— Assignment —
According to the abstract on heated cooking oils, which types of fatty acids resist heat-induced degradation?

━━ Extract provided ━━

This research has been supported in part by the Minnesota Agricultural Experiment Station

ABSTRACT

The purpose of this report is to alert the foodservice industry, particularly the fast‐food industry, of an emerging health issue. Considerable evidence has accumulated over the past two decades that heated cooking oils, especially polyunsaturated oils, may pose several types of health risks to consumers of fried foods and even people working near deep fat fryers. Heat degrades polyunsaturated fatty acids to toxic compounds; saturated and monounsaturated fatty acids are resistant to heat‐induced degradation. Several types of diseases may be related to the exposure of humans to food‐ or air‐borne breakdown products of heated oils including atherosclerosis, the forerunner to cardiovascular disease; inflammatory joint disease, including rheumatoid arthritis; pathogenic conditions of the digestive tract; mutagenicity and genotoxicity, properties that often signal carcinogenesis; and teratogenicity, the property of chemicals that leads to the development of birth defects. Factors that can contribute to improved oil stability, and therefore fewer health concerns, are briefly discussed. The literature reviewed raises serious questions concerning the willful addition of large amounts of polyunsaturated fatty acids into the human diet without accompanying measures to ensure the protection of these fatty acids against heat‐ and oxidative‐degradation. It is hoped that this review will stimulate interest in the foodservice industry in this important area of potential health concern, and also foster the research and development activities necessary to reduce the exposure of humans to lipid oxidation products.

━━━
━━ Dataset records ━━

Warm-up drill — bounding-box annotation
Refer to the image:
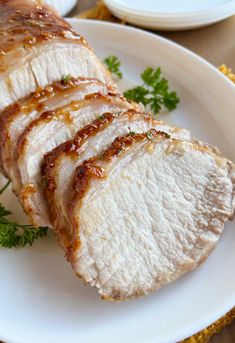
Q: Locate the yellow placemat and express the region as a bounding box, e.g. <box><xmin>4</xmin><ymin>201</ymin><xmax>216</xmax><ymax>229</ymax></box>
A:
<box><xmin>78</xmin><ymin>1</ymin><xmax>235</xmax><ymax>343</ymax></box>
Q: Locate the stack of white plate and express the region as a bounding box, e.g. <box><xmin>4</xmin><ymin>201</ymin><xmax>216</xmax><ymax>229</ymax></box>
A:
<box><xmin>104</xmin><ymin>0</ymin><xmax>235</xmax><ymax>30</ymax></box>
<box><xmin>45</xmin><ymin>0</ymin><xmax>77</xmax><ymax>16</ymax></box>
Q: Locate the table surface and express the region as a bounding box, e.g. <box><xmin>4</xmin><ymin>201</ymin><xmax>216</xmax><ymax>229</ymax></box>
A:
<box><xmin>71</xmin><ymin>0</ymin><xmax>235</xmax><ymax>343</ymax></box>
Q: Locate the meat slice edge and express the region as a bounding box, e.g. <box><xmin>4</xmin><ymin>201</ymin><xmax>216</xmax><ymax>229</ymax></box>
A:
<box><xmin>68</xmin><ymin>132</ymin><xmax>235</xmax><ymax>300</ymax></box>
<box><xmin>0</xmin><ymin>0</ymin><xmax>116</xmax><ymax>110</ymax></box>
<box><xmin>42</xmin><ymin>110</ymin><xmax>190</xmax><ymax>249</ymax></box>
<box><xmin>17</xmin><ymin>94</ymin><xmax>136</xmax><ymax>226</ymax></box>
<box><xmin>0</xmin><ymin>78</ymin><xmax>108</xmax><ymax>184</ymax></box>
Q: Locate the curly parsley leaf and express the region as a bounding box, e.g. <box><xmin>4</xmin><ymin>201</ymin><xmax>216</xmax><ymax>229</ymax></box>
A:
<box><xmin>0</xmin><ymin>181</ymin><xmax>48</xmax><ymax>248</ymax></box>
<box><xmin>124</xmin><ymin>67</ymin><xmax>180</xmax><ymax>114</ymax></box>
<box><xmin>104</xmin><ymin>55</ymin><xmax>122</xmax><ymax>79</ymax></box>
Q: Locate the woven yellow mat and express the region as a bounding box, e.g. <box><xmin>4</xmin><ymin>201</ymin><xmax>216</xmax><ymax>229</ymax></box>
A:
<box><xmin>78</xmin><ymin>1</ymin><xmax>235</xmax><ymax>343</ymax></box>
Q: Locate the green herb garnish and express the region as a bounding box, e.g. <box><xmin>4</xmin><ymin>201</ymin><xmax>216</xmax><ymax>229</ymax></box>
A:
<box><xmin>104</xmin><ymin>55</ymin><xmax>122</xmax><ymax>79</ymax></box>
<box><xmin>0</xmin><ymin>181</ymin><xmax>48</xmax><ymax>248</ymax></box>
<box><xmin>146</xmin><ymin>131</ymin><xmax>153</xmax><ymax>141</ymax></box>
<box><xmin>124</xmin><ymin>67</ymin><xmax>179</xmax><ymax>114</ymax></box>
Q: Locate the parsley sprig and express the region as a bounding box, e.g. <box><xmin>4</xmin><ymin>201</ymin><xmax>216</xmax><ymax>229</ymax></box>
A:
<box><xmin>124</xmin><ymin>67</ymin><xmax>179</xmax><ymax>114</ymax></box>
<box><xmin>104</xmin><ymin>55</ymin><xmax>122</xmax><ymax>79</ymax></box>
<box><xmin>0</xmin><ymin>181</ymin><xmax>48</xmax><ymax>248</ymax></box>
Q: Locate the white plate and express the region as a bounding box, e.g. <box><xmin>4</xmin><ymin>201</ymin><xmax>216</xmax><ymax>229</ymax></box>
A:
<box><xmin>104</xmin><ymin>0</ymin><xmax>235</xmax><ymax>30</ymax></box>
<box><xmin>45</xmin><ymin>0</ymin><xmax>77</xmax><ymax>16</ymax></box>
<box><xmin>0</xmin><ymin>19</ymin><xmax>235</xmax><ymax>343</ymax></box>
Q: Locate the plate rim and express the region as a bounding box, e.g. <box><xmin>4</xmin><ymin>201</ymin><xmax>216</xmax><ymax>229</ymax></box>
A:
<box><xmin>104</xmin><ymin>0</ymin><xmax>235</xmax><ymax>19</ymax></box>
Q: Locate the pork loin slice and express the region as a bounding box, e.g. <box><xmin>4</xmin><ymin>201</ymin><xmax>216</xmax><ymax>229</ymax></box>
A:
<box><xmin>67</xmin><ymin>130</ymin><xmax>235</xmax><ymax>300</ymax></box>
<box><xmin>0</xmin><ymin>78</ymin><xmax>108</xmax><ymax>180</ymax></box>
<box><xmin>0</xmin><ymin>0</ymin><xmax>115</xmax><ymax>110</ymax></box>
<box><xmin>16</xmin><ymin>94</ymin><xmax>134</xmax><ymax>226</ymax></box>
<box><xmin>42</xmin><ymin>110</ymin><xmax>190</xmax><ymax>248</ymax></box>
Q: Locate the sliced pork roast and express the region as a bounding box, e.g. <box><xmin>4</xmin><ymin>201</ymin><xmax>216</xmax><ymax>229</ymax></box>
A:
<box><xmin>67</xmin><ymin>130</ymin><xmax>235</xmax><ymax>300</ymax></box>
<box><xmin>0</xmin><ymin>0</ymin><xmax>115</xmax><ymax>110</ymax></box>
<box><xmin>42</xmin><ymin>110</ymin><xmax>190</xmax><ymax>248</ymax></box>
<box><xmin>16</xmin><ymin>94</ymin><xmax>138</xmax><ymax>226</ymax></box>
<box><xmin>0</xmin><ymin>78</ymin><xmax>108</xmax><ymax>183</ymax></box>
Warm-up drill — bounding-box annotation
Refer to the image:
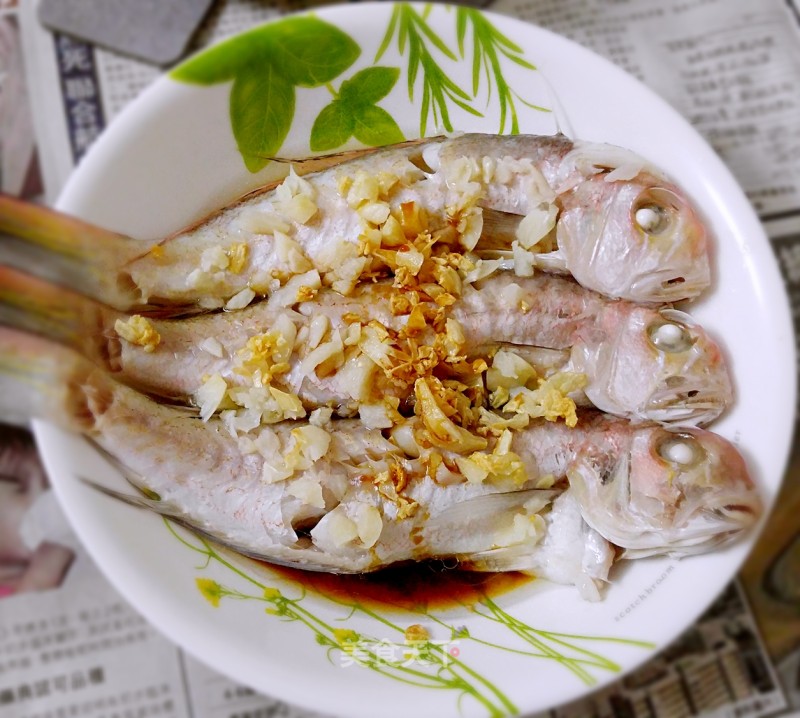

━━━

— Answer space —
Saturated and monounsaturated fatty acids.